> TASK STATEMENT:
From the data below, quote verbatim the part that opens with the line containing "Note: point out the gravel" and closes with the line containing "point(107, 440)", including both of those lines.

━━━━━━━━━━━━━━━━

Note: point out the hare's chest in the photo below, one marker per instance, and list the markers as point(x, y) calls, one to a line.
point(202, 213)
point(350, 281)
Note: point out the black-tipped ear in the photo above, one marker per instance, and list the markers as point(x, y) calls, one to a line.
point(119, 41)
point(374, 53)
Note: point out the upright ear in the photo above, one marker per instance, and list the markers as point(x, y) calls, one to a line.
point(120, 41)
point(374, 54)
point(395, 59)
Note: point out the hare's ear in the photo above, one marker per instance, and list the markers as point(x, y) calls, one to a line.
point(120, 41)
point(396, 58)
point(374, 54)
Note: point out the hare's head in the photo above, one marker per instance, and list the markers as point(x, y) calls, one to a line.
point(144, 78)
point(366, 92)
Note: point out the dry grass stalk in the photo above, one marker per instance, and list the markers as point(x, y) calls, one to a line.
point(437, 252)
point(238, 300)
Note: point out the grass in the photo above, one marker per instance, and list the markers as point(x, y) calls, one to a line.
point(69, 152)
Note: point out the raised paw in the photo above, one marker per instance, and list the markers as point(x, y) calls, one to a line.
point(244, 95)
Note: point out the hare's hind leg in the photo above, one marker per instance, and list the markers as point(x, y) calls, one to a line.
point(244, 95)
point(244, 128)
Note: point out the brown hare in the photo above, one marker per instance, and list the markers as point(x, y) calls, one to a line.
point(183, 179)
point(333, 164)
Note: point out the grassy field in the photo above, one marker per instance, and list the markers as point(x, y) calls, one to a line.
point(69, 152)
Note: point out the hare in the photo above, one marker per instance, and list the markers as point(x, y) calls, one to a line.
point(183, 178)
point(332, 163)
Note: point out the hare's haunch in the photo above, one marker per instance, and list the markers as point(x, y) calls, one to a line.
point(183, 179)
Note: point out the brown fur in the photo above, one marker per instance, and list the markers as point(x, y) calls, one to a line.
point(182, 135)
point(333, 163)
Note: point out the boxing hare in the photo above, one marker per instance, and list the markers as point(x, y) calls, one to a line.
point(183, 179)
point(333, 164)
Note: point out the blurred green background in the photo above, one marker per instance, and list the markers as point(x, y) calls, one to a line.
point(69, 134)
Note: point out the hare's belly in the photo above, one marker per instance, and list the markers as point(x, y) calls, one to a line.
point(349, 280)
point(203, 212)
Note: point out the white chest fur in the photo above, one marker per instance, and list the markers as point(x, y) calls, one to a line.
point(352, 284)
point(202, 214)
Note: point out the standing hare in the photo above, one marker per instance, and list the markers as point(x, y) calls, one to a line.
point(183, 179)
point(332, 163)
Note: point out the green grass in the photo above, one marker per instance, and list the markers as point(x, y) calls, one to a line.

━━━━━━━━━━━━━━━━

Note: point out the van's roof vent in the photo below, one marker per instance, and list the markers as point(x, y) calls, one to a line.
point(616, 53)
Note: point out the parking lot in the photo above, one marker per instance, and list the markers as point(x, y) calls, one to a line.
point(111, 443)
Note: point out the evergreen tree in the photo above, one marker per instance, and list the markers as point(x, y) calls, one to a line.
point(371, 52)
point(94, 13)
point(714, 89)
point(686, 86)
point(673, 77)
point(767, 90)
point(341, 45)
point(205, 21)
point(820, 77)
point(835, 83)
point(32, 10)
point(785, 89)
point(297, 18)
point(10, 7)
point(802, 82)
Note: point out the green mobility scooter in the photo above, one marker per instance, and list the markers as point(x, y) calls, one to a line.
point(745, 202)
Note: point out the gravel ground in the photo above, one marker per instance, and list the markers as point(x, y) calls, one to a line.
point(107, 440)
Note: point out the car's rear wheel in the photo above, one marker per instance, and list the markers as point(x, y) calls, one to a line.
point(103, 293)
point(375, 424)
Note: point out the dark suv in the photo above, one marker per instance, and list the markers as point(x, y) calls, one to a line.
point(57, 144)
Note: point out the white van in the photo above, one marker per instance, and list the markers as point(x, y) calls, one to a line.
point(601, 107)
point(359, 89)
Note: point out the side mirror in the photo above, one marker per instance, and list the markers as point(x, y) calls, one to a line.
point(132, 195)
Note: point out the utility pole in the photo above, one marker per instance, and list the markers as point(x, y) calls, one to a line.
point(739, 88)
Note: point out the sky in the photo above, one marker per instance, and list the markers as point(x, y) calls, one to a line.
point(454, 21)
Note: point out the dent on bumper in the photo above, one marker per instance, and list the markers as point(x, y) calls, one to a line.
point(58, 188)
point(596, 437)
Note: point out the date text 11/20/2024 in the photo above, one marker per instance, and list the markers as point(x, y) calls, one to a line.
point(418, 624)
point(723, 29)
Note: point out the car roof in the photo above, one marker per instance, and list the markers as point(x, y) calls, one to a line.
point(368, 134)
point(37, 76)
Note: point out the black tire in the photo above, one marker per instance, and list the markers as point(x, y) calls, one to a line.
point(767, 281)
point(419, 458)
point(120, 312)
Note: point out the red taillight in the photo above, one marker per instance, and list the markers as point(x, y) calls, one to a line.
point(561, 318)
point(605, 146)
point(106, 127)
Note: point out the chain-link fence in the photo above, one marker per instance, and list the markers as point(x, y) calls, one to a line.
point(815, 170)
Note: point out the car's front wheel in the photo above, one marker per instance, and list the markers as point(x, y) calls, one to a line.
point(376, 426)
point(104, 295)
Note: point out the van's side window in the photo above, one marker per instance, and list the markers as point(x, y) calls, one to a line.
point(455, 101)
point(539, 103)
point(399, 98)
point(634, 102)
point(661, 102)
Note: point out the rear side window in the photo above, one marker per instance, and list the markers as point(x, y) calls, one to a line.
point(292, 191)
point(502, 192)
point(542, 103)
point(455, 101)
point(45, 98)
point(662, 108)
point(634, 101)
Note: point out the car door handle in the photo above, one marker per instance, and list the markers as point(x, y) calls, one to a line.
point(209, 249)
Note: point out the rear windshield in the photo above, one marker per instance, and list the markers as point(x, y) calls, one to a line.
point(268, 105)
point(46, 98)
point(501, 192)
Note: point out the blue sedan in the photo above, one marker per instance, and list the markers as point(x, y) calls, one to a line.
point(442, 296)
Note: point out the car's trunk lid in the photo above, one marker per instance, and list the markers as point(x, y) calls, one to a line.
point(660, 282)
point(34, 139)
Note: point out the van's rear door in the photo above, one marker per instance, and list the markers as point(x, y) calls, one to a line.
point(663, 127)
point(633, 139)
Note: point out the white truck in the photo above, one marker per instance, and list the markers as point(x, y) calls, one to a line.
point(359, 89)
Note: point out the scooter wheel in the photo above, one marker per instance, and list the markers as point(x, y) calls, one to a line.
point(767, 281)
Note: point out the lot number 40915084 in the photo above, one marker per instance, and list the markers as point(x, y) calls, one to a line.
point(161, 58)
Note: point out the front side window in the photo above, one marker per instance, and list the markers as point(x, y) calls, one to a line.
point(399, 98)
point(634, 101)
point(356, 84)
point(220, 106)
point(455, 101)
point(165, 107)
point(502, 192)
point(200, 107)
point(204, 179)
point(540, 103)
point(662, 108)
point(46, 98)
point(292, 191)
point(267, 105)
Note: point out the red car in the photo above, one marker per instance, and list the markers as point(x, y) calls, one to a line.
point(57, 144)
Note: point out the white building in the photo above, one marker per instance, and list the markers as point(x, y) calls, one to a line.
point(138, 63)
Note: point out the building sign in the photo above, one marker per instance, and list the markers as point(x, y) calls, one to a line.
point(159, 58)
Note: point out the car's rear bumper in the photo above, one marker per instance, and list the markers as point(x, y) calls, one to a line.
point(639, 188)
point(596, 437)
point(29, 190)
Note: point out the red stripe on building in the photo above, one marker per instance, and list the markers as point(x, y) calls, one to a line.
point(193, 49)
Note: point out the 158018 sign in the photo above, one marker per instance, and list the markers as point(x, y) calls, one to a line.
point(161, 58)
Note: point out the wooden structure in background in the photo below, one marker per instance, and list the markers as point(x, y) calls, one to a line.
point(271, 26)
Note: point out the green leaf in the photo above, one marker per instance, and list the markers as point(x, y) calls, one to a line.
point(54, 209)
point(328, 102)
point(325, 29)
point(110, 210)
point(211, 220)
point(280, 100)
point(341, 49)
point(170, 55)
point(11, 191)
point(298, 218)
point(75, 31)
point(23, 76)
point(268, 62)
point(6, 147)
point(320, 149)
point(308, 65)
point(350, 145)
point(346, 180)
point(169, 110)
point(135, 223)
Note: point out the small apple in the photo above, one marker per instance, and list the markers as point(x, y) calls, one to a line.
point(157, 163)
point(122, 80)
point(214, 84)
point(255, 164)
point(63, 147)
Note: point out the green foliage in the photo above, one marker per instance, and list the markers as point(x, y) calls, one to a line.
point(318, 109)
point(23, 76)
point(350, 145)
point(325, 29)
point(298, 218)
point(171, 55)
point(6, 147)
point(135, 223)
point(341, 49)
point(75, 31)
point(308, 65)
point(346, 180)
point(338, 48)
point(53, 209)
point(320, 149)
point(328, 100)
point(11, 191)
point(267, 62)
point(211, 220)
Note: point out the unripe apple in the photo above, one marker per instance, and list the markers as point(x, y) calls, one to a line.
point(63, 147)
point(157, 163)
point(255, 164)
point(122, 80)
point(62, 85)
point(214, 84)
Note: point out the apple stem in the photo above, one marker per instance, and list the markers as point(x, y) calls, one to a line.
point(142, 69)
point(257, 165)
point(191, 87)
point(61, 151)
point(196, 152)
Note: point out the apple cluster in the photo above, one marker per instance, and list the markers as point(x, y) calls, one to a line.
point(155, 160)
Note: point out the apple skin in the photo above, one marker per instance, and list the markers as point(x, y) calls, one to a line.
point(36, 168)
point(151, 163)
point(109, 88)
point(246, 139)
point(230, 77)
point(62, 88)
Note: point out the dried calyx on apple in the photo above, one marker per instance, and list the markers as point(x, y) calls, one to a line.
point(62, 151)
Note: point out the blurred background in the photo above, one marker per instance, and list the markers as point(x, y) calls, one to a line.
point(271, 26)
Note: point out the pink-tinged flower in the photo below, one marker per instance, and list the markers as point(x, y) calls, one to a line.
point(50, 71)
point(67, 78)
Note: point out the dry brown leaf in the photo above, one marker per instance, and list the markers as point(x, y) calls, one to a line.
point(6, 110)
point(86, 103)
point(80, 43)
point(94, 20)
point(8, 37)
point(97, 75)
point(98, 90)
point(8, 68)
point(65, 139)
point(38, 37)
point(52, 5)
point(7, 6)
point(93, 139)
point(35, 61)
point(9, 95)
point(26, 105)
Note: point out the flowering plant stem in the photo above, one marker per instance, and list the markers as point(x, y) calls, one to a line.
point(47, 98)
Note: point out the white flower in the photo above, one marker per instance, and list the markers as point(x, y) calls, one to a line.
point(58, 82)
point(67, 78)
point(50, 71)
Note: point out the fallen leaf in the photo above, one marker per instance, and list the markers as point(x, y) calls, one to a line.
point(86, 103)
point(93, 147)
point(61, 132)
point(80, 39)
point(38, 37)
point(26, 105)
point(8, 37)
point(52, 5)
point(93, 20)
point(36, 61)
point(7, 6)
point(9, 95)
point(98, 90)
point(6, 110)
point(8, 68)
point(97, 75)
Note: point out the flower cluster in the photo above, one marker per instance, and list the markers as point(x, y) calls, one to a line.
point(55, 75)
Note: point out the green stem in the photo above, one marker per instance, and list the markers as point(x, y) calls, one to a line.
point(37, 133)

━━━━━━━━━━━━━━━━

> SOLUTION BELOW:
Note: point out the gravel ground in the photo above, one marker per instance, and list the markers as point(x, y) calls, one to a line.
point(107, 440)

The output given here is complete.